Boston Children’s Hospital
Richard Voit, MD/PhD
Grant Type: 
Young Investigator Grants
Year Awarded: 
Type of Childhood Cancer: 
Leukemia, Acute Myeloid Leukemia (AML)
Project Description: 

Pediatric acute myeloid leukemia (AML) is an aggressive cancer of the blood that despite very intense treatment can be very difficult to cure. In particular, a subset of AML characterized by genetic changes affecting a protein called MECOM have very poor outcomes. MECOM is also a critical regulator of normal blood stem cells that helps maintain stem cells throughout an individual?s life. High MECOM levels in AML confer stem-cell like properties to AML cells and make them more resistant to standard treatment and more likely to relapse. In prior work, I investigated the function of MECOM in stem cells and uncovered an essential gene network controlled by MECOM that maintains stem cell properties. When I studied AML samples from almost 1000 patients, I found that those AML patients with dysregulated MECOM genes had significantly worse clinical outcomes and that dysregulation of this set of genes occurred even in AML without excess levels of MECOM itself. This observation suggests that there are other critical regulators of this essential gene program that can be targets of future drug development. When I studied these genes in AML cells, I found evidence that two other proteins may compete with MECOM to control expression of this important gene network. A better understanding of the cellular signals that control expression of these genes will lead to a better ability to predict patient prognosis and will allow us to specifically interfere with this signaling to develop more targeted, safe, and effective treatments for this highly aggressive disease.

Project Goal:

MECOM signaling in pediatric AML controls an important network of genes that make a subset of AMLs very difficult to cure. I have found that disruption of MECOM in AML cells leads to loss of leukemia stem cells but because of its protein structure, developing drugs specifically against MECOM is very challenging. In this proposal, my goal is to uncover the specific role of MECOM in controlling this important gene network to identify other proteins that could be easier to manipulate with treatments. To do so, I have used a cutting-edge strategy to engineer MECOM-addicted AML cells with a MECOM kill-switch that will allow me to specifically destroy the MECOM protein in a matter of minutes. This will allow me to uncover the immediate, specific effects of MECOM loss on the structure of DNA loops and expression of other genes. Specifically, my prior work suggested that two proteins, RUNX1 and CTCF, become differentially activated upon MECOM loss and this strategy will allow the investigation of these interactions. In the second aim, I will systematically investigate each gene of the MECOM network in AML to uncover which specific downstream genes are necessary for MECOM activity in AML. One gene of the MECOM network in particular has already shown promise as an essential effector of the MECOM network, and I will specifically investigate its function in AML. In addition, I will develop a specific method to block this gene product that, if successful, could be adapted for use in pediatric AML patients.

### [Extracted records]
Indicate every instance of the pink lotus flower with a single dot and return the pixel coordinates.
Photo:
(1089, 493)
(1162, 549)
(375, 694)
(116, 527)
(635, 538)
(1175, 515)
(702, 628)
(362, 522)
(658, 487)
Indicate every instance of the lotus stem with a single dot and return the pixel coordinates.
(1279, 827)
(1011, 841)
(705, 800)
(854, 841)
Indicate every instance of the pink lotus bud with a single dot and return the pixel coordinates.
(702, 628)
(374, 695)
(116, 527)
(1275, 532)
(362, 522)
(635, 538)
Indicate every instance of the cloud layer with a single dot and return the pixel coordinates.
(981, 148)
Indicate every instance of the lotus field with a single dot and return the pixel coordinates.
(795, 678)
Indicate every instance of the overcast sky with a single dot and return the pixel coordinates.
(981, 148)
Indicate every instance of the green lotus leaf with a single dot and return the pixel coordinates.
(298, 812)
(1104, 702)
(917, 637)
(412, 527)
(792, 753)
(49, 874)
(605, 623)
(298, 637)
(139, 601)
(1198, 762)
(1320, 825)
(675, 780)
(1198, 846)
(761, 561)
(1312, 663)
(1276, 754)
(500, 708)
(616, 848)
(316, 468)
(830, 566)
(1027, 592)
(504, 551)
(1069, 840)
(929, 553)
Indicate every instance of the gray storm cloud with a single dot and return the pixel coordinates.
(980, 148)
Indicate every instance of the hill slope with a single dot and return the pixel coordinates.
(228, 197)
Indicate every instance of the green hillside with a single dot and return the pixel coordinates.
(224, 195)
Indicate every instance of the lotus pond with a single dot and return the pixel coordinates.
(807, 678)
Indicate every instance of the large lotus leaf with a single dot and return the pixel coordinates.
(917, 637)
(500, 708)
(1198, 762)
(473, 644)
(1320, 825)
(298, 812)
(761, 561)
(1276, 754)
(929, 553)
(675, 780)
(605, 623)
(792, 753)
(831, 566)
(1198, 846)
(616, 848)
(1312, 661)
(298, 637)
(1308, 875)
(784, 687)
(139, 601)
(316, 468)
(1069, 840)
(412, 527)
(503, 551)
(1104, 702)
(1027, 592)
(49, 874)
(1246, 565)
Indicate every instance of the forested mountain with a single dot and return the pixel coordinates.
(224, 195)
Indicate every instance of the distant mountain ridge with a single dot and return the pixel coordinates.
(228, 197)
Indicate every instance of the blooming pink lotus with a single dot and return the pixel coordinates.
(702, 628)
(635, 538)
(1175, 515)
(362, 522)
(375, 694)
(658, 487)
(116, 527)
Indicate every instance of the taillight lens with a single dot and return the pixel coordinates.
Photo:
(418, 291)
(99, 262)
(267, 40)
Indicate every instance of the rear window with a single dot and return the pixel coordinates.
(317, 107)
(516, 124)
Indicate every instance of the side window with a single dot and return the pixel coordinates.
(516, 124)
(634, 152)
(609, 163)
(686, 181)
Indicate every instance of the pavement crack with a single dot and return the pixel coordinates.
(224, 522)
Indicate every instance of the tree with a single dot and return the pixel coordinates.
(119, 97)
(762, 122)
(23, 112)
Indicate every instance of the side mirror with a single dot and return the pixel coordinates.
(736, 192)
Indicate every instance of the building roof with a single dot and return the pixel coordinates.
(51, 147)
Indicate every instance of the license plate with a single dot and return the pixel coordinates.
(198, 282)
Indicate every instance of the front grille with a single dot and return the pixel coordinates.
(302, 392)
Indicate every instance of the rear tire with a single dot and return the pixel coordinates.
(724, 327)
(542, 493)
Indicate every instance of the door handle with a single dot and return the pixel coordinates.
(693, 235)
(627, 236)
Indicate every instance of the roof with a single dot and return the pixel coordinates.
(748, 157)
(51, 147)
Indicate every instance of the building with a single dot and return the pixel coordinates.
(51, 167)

### [Exercise set]
**A)** According to the grant summary, which two proteins become differentially activated upon MECOM loss?
**B)** Reproduce the grant summary, beginning at the words "Boston Children’s Hospital" and stopping after "Leukemia, Acute Myeloid Leukemia (AML)", and rename "Young Investigator Grants" to "Early Career Grants".

### [Exercise answers]
**A)** RUNX1 and CTCF.

**B)**
Boston Children’s Hospital
Richard Voit, MD/PhD
Grant Type: 
Early Career Grants
Year Awarded: 
Type of Childhood Cancer: 
Leukemia, Acute Myeloid Leukemia (AML)